* **Stated problem**
In the records below, reproduce word for word the lines starting with the line containing "sky in the photo above." and going on through the line containing "[[148, 50]]", both of those lines included.

[Excerpts of pointing data]
···

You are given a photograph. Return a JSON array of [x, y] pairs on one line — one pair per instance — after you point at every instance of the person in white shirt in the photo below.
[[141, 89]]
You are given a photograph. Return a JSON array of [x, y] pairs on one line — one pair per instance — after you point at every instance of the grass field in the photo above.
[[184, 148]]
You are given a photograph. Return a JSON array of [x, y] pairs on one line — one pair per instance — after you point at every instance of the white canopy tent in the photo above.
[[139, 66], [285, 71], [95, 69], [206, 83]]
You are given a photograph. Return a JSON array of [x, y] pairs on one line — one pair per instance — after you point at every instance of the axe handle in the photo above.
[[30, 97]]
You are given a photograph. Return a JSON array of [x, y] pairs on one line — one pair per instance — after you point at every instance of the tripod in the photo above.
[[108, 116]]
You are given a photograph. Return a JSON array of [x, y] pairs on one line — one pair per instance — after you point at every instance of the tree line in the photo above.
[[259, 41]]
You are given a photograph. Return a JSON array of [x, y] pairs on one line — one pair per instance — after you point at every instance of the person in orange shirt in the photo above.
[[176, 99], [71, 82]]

···

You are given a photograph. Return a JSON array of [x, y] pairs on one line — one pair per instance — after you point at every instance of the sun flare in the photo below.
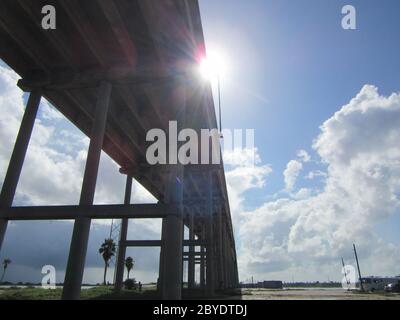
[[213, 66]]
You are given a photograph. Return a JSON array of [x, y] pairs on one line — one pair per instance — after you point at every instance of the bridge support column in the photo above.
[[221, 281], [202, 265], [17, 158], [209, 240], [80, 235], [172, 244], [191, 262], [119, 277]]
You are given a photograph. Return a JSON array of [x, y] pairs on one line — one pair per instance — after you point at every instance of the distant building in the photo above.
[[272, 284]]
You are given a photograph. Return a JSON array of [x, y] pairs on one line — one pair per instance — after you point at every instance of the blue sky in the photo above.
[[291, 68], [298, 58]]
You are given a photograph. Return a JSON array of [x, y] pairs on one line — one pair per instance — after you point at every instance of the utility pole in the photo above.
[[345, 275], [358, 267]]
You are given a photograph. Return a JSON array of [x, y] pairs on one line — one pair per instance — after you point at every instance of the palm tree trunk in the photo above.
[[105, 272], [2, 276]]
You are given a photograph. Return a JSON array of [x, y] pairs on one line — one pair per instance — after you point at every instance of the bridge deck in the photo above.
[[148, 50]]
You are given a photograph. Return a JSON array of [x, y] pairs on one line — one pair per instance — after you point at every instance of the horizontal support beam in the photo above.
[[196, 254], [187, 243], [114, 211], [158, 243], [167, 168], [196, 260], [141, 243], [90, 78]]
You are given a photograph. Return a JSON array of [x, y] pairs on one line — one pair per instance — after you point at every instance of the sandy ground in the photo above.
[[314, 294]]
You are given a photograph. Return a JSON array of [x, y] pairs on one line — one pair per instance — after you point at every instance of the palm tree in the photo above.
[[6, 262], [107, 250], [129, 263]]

···

* **Complete output**
You are given a photograph. Return a JSON array of [x, y] pairs on one line — one pair per instance — after you point at every instance of the blue sky in the photo above.
[[291, 68], [298, 58]]
You are given a photograph. Return a JSON array of [x, y] pairs on one line — one pair per instance — after you point at every instance of the utility pole in the photo above.
[[345, 275], [358, 267]]
You are given a photograph. Return a JSON array of [x, y] pairs on one line — one pair per instance — after you point at every instance of the palm tree trunk in the photo above.
[[105, 272], [2, 276]]
You are given a photograph. Return a JSON array of [x, y] pairs on one line — one pair per instance — after you point at every instance of the bridge deck in the photo above.
[[148, 50]]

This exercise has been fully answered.